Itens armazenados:
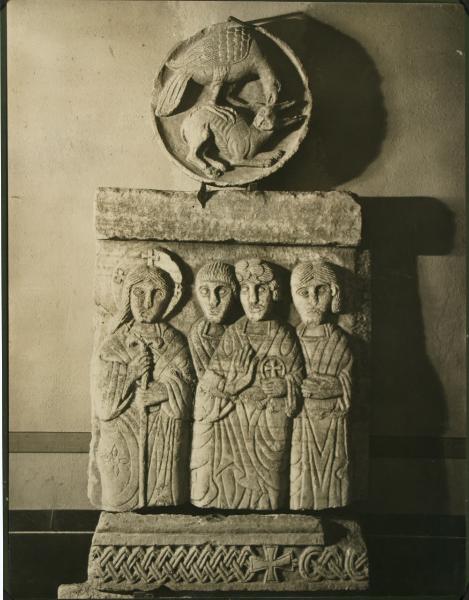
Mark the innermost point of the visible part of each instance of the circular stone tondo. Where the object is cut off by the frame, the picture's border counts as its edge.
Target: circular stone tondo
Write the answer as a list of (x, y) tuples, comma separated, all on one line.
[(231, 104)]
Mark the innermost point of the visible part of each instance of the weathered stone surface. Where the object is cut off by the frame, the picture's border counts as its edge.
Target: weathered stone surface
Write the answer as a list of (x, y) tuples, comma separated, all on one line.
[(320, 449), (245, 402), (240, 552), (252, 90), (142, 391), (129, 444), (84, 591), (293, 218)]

--

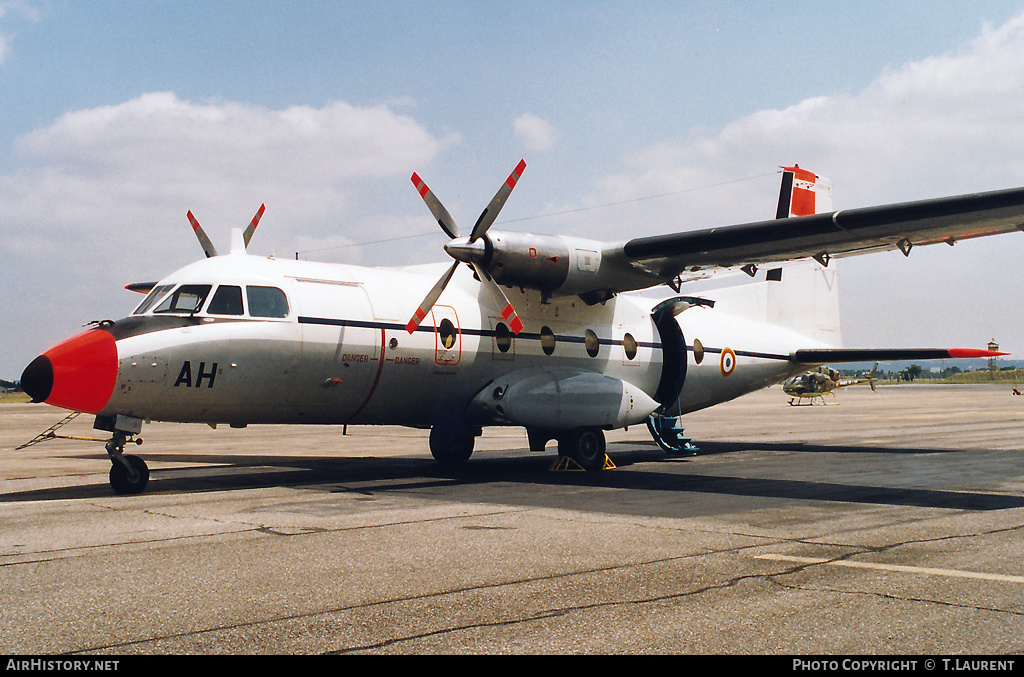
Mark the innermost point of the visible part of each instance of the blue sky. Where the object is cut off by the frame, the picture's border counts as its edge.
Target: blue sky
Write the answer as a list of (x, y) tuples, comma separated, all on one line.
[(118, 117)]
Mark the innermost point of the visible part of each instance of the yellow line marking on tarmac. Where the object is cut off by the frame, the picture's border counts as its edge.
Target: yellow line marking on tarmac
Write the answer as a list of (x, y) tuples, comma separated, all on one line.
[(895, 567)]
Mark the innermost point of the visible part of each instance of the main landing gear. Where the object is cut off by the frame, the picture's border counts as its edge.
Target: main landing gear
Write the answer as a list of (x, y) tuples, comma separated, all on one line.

INSTRUÇÃO: Reescreva, por favor, todas as linhas, da que contém "of the circular" até a que contém "[(231, 104)]", inclusive, deslocando em 103 unidades cada número das coordenadas nas respostas.

RESULTADO DO EXERCÍCIO:
Mark the innermost point of the visible part of each instance of the circular stone tondo. Where the object is cut off by the frame, the picture's border counts as its edge.
Target: circular stone tondo
Write the answer as a list of (x, y) tuples, comma separated, all on one line.
[(334, 207)]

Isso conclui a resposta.